▸ **Exercise details**:
Please restate word for word, and with nothing added, the lines that run from the one holding "find metal mesh hood filter" to the end of the entries below.

[Text-to-region grounding data]
- Opening Delimiter -

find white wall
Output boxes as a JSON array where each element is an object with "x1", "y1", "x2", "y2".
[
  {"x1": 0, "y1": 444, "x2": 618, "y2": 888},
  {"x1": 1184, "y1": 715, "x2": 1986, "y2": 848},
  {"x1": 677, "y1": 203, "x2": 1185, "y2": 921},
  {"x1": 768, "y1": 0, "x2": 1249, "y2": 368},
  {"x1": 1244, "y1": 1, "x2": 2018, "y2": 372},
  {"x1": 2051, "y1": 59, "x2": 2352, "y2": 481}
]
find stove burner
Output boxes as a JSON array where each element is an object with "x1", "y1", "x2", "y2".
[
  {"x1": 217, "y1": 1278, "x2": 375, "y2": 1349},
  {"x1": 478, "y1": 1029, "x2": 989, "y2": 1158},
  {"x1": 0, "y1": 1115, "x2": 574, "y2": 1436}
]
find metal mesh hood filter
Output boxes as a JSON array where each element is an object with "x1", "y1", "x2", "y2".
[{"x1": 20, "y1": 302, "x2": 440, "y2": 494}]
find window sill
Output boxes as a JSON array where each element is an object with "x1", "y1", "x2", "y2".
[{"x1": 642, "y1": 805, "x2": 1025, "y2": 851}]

- Closing Delimiter -

▸ **Written answer**:
find metal mesh hood filter
Output boxes as a JSON array where each element is an object with "x1", "y1", "x2", "y2".
[{"x1": 20, "y1": 302, "x2": 440, "y2": 494}]
find window sill
Output boxes as a JSON array where each element is an object with "x1", "y1", "x2", "y2".
[{"x1": 642, "y1": 805, "x2": 1025, "y2": 851}]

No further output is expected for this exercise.